**Text excerpt**
- Opening Delimiter -

Airport serving Londrina in state of Paraná, Brazil

Londrina–Gov. José Richa Airport is the airport serving Londrina, Brazil. It is named after José Richa (1934–2003), former mayor of Londrina and governor of Paraná.

It is operated by ASUR.

==History==
The airport was commissioned in 1936, though the runway was unpaved until 1956. In 1958 a new terminal, a project by Remo Veronesi, was opened, and in 2000 it was extensively renovated and enlarged.

Previously operated by Infraero, on April 7, 2021, CCR won a 30-year concession to operate the airport. On April 26, 2025 CCR was rebranded as Motiva.

On November 18, 2025 the entire airports portfolio of Motiva was sold to the Mexican airport operator ASUR. Motiva will cease to operate airports. The transaction was completed on August 31, 2026.

- Closing Delimiter -

**Listed entries**
- Opening Delimiter -

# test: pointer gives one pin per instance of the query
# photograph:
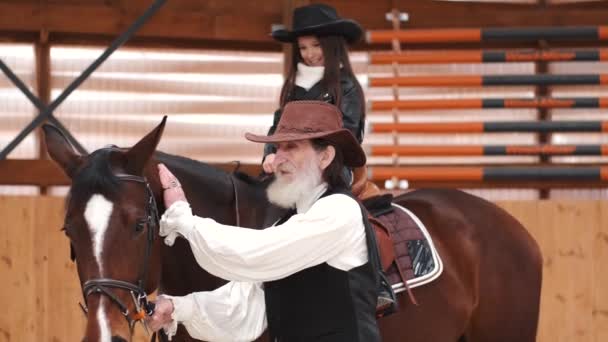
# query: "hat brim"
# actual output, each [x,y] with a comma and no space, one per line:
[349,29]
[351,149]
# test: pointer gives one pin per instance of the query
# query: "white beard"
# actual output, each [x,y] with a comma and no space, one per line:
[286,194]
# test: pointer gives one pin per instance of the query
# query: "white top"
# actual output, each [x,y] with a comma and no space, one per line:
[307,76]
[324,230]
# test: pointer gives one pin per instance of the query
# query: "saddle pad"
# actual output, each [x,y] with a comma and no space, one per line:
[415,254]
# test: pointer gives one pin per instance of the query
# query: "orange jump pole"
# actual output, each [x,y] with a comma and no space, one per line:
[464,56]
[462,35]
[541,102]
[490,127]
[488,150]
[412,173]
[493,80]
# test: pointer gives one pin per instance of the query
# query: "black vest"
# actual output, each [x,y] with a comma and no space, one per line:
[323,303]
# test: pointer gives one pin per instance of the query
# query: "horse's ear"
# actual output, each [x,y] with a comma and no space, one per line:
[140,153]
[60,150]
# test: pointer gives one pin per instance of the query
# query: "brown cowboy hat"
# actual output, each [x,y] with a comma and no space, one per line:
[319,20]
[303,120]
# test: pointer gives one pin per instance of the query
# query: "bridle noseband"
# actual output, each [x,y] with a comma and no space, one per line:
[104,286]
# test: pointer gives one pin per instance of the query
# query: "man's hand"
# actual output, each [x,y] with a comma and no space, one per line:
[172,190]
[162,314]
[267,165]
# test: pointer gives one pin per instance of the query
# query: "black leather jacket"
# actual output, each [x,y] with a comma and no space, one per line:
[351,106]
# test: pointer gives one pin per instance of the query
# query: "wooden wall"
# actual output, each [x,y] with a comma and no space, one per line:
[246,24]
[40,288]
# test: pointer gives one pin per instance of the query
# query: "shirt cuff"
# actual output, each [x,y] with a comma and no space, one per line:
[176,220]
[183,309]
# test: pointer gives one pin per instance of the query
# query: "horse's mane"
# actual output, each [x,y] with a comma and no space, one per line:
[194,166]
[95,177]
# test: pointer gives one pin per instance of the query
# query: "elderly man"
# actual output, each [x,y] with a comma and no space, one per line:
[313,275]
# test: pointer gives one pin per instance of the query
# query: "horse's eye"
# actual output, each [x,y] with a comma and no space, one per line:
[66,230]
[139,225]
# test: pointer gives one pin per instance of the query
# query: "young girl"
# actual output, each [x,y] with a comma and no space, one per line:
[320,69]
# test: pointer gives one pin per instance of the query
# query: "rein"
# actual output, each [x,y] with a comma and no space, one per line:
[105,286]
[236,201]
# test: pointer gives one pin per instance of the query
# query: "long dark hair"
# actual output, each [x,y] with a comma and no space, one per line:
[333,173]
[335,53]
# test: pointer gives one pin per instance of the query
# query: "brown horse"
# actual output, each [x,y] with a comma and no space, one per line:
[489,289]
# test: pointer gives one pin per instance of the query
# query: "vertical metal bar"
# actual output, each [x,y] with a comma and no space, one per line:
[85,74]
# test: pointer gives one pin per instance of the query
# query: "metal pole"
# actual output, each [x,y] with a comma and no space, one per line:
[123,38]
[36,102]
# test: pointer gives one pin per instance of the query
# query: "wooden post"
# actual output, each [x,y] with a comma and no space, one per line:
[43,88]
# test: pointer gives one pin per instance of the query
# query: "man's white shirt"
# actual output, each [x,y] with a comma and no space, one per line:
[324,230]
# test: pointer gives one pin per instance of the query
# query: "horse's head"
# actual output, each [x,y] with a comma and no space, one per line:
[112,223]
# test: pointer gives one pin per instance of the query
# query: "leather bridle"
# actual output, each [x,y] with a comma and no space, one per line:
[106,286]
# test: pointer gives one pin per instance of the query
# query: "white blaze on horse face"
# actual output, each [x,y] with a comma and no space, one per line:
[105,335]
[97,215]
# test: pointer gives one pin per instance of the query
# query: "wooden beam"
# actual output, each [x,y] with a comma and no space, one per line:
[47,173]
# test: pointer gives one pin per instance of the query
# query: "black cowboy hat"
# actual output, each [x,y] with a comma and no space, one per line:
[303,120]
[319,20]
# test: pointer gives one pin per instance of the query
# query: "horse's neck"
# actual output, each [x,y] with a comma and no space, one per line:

- Closing Delimiter -

**Work instruction 1**
In the Londrina airport text, rewrite the paragraph beginning "The airport was commissioned in 1936" as a short bulleted list that keeps its main facts.
**Work instruction 2**
According to the Londrina airport text, whose project was the terminal that opened in 1958?
**Work instruction 3**
Continue the Londrina airport text, starting after its final sentence.

**Answer box 1**
- 1936: The airport was commissioned.
- 1956: The runway was paved; until then it had been unpaved.
- 1958: A new terminal, designed by Remo Veronesi, opened.
- 2000: The terminal was extensively renovated and enlarged.

**Answer box 2**
Remo Veronesi's.

**Answer box 3**
==Airlines and destinations==

| Airlines | Destinations |
|---|---|
| Azul Brazilian Airlines | Campinas, Curitiba Seasonal: Porto Seguro |
| Gol Linhas Aéreas | São Paulo–Congonhas |
| LATAM Airlines | Curitiba (begins 8 March 2027), São Paulo–Congonhas, São Paulo–Guarulhos |

==Accidents and incidents==
- 13 December 1950: a VASP Douglas C-47A-90-DL registration PP-SPT while on initial climb from Londrina lost engine power, crashed and caught fire. There were 3 ground fatalities.
- 14 September 1969: a VASP Douglas C-47B-45-DK registration PP-SPP operating flight 555 took off from Londrina to São Paulo-Congonhas but due to a feathered propeller, had to return to the origin. While on approach for landing, the aircraft made a sharp left turn and crashed. All 20 passengers and crew died.

==Access==
The airport is located 2 km southeast from downtown Londrina.